» BRANO SCELTO:
Gli ungulati minacciano anche la preziosissima popolazione di Zerynthia cassandra, la farfalla di S. Piero. Questa splendida farfalla, vive solo in un ristrettissimo areale dell’Elba, isola dove era stata vista nel lontano 1932 da un gruppo di ricercatori tedeschi, nella zona di Marciana Marina, per poi scomparire, fino a che non è stata ritrovata più di 70 anni dopo, nel 2008, da Ornella Casnati e dallo studioso Leonardo Dapporto, che ha poi ha accertato scientificamente la sua unicità. Riportiamo un testo del Dr. Leonardo Dapporto che descrive gli esiti dello studio dell’Università di Firenze.

» DATI GREZZI:

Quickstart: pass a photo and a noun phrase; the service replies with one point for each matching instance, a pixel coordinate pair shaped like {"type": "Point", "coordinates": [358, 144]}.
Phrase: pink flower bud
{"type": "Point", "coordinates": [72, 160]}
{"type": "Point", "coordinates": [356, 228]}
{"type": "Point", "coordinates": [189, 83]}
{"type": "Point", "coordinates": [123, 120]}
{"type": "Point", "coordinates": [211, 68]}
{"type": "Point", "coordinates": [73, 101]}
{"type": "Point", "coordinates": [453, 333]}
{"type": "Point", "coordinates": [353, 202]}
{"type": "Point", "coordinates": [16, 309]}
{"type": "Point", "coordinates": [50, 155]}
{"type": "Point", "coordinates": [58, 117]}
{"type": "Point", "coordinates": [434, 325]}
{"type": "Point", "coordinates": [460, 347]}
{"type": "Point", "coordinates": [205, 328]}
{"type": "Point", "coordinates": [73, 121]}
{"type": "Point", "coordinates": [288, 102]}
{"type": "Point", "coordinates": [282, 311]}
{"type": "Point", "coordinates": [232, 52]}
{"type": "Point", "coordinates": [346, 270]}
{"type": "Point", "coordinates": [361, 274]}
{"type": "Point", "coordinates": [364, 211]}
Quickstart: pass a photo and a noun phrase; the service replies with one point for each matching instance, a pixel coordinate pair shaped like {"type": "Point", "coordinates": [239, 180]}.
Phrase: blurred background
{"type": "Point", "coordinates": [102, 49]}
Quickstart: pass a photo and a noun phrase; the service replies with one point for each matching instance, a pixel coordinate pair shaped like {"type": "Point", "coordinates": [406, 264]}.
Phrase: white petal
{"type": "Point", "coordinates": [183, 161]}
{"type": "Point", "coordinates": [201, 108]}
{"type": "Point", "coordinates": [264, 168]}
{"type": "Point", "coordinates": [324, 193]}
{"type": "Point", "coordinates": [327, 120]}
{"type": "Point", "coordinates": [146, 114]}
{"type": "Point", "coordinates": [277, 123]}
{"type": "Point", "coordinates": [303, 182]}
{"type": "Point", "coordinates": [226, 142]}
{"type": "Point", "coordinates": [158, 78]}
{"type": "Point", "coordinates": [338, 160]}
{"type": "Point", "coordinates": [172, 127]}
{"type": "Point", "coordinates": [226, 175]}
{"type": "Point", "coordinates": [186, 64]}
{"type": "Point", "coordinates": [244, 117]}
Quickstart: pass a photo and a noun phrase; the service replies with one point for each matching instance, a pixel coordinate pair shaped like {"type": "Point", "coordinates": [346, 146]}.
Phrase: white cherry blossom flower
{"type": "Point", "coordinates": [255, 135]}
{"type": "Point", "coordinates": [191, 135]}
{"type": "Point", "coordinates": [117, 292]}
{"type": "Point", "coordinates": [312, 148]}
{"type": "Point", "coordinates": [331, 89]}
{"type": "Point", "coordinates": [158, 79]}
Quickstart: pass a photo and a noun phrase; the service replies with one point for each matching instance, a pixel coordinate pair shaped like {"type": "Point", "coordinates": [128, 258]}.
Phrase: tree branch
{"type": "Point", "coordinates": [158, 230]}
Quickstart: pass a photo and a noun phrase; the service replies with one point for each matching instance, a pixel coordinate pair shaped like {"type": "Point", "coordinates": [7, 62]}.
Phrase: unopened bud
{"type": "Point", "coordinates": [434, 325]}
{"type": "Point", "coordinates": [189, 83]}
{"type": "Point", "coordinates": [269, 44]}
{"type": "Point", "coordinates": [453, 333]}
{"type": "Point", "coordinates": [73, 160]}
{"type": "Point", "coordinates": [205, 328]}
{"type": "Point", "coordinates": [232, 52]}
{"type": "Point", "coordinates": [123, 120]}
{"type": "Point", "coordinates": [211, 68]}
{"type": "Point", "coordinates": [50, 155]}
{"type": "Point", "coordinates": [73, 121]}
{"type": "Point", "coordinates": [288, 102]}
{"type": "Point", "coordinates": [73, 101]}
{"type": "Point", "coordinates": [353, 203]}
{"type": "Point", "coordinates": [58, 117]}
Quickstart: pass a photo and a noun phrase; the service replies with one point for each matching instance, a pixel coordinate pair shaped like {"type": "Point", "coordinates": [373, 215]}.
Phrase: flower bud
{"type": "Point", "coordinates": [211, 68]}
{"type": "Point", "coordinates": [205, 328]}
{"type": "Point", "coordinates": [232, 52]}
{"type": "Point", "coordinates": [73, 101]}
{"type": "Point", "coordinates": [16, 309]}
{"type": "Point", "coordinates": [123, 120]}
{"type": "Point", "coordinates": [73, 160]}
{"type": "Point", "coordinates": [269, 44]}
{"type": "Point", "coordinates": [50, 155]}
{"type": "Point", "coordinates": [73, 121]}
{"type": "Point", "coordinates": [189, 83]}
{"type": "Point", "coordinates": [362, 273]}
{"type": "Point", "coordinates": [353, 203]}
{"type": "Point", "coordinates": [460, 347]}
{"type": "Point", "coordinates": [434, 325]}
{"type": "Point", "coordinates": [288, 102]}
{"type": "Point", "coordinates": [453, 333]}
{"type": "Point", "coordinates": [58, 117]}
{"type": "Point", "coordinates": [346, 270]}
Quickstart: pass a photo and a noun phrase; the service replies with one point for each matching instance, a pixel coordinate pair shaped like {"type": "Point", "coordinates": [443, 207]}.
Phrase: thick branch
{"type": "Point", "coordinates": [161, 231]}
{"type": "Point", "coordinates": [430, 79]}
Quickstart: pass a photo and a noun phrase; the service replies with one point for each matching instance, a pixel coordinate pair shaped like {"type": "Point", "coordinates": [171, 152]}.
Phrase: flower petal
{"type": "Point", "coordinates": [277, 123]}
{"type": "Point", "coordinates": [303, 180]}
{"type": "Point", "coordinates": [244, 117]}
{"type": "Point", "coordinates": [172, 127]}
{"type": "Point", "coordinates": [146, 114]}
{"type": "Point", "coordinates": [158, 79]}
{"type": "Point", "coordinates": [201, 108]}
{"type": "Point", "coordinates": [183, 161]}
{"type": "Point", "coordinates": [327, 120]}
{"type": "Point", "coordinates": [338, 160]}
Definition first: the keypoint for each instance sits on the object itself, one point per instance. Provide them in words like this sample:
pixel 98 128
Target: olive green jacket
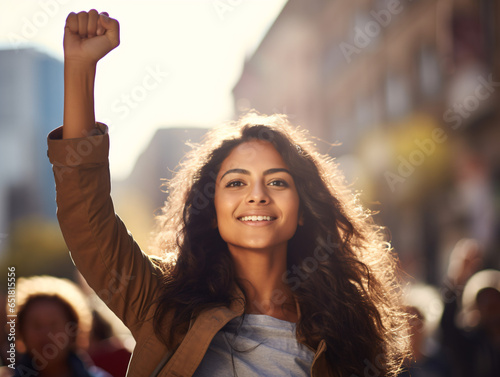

» COMPITO: Prosegui il brano sulla farfalla di S. Piero, riprendendo subito dopo la sua ultima frase.

» RISULTATO:
“Quante volte ci siamo detti che le farfalle e le lucciole stanno sparendo? Basta pensare all’effetto del parabrezza pulito, per cui negli ultimi anni viaggiando in autostrada raramente ci capita di schiacciare centinaia di insetti con la macchina come spesso avveniva in passato. Ma per passare dalle sensazioni alle certezze e soprattutto dalle certezze alle azioni per contrastare questo evidente declino serve grande studio e tanta dedizione. Un esempio ci viene dalle attività svolte nel Parco Nazionale Arcipelago Toscano per preservare la preziosissima popolazione di Zerynthia cassandra dell’isola d’Elba. Supportati da diversi progetti finanziati dal Parco Nazionale e dal Ministero della Transizione Ecologica i ricercatori del Dipartimento di Biologia dell’Università di Firenze, guidati dal dr. Leonardo Dapporto e Legambiente Arcipelago Toscano stanno da anni cercando di capire se questa splendida farfalla sia in crisi sull’isola e quali strategie si possano mettere in atto per salvaguardarla.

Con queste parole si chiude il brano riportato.